**Exercise aim**
Gather every line of the entries that includes the word "wing".

**Excerpted data**
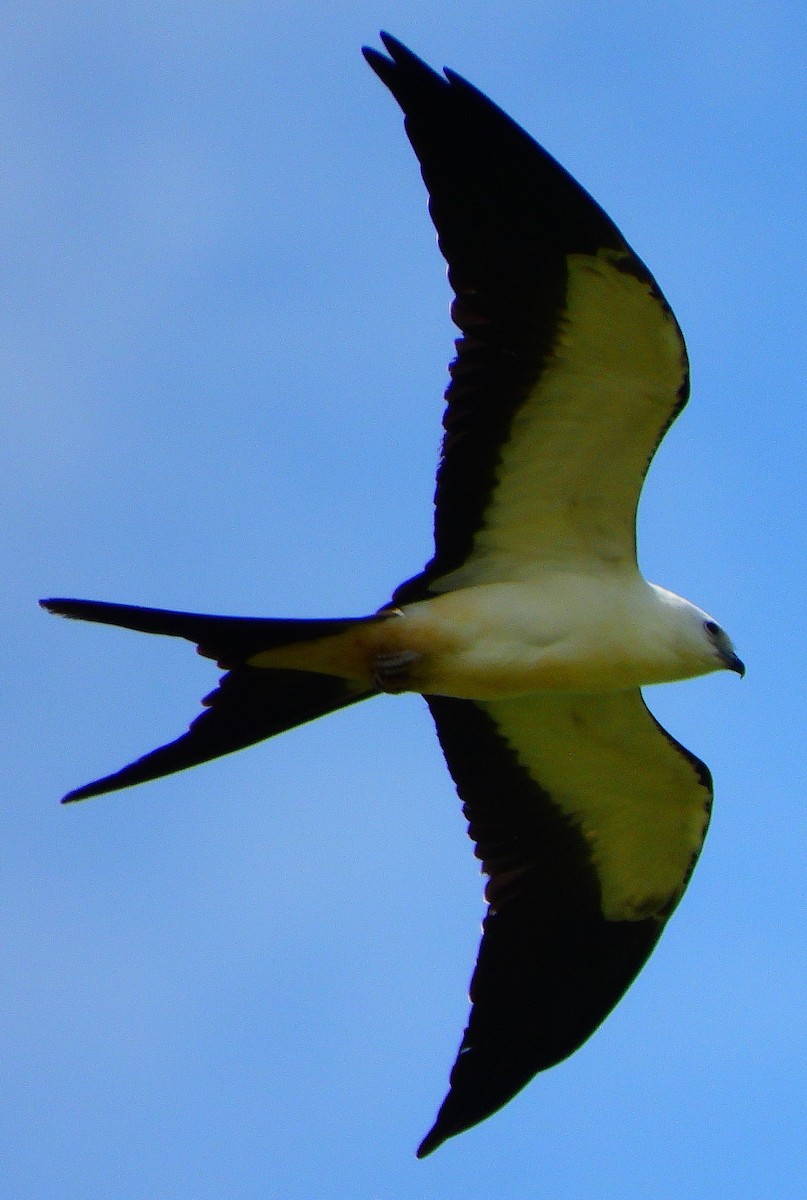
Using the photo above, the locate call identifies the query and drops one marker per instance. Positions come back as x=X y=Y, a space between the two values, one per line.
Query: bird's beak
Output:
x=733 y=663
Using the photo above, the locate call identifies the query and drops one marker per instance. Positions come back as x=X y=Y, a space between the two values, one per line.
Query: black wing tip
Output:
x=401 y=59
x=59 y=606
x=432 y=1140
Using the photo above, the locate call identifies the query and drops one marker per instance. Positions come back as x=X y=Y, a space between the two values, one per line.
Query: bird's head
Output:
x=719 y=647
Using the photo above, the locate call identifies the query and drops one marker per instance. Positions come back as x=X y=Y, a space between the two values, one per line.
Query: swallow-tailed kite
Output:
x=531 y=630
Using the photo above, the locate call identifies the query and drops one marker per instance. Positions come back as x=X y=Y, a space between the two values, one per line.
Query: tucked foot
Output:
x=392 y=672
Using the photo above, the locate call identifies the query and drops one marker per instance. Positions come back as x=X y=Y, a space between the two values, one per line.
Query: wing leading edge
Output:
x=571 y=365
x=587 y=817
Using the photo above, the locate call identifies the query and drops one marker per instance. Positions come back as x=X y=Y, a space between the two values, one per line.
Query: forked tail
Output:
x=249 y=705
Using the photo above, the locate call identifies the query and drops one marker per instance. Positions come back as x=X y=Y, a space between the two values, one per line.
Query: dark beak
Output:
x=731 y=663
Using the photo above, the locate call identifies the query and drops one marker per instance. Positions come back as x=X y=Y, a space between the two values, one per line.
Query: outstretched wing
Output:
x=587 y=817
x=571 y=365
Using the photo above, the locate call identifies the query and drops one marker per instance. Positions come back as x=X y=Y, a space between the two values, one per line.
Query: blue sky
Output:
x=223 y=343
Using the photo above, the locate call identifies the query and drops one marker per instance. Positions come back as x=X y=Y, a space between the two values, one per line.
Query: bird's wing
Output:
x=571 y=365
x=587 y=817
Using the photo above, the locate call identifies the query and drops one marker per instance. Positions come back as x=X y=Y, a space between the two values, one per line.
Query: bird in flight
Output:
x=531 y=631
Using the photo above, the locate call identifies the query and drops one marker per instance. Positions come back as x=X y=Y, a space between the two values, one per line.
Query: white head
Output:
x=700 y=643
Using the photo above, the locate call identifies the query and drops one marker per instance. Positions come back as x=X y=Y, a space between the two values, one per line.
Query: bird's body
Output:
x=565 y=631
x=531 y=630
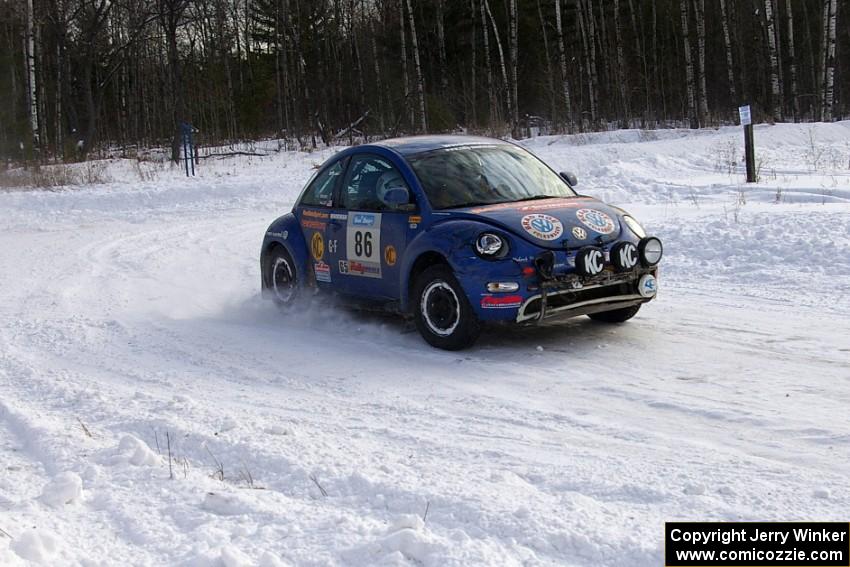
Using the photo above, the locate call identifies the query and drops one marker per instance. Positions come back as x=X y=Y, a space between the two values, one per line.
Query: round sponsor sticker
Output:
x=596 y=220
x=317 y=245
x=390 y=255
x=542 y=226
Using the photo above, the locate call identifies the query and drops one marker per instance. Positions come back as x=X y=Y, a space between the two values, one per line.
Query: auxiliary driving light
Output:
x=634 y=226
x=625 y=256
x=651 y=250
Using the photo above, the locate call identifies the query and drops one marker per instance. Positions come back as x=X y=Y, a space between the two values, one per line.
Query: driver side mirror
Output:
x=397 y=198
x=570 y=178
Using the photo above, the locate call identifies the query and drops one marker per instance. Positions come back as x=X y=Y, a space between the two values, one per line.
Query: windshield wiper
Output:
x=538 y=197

**Written response**
Query: black wing tip
Query: wing leading edge
Query: outstretched wing
Query: bird's wing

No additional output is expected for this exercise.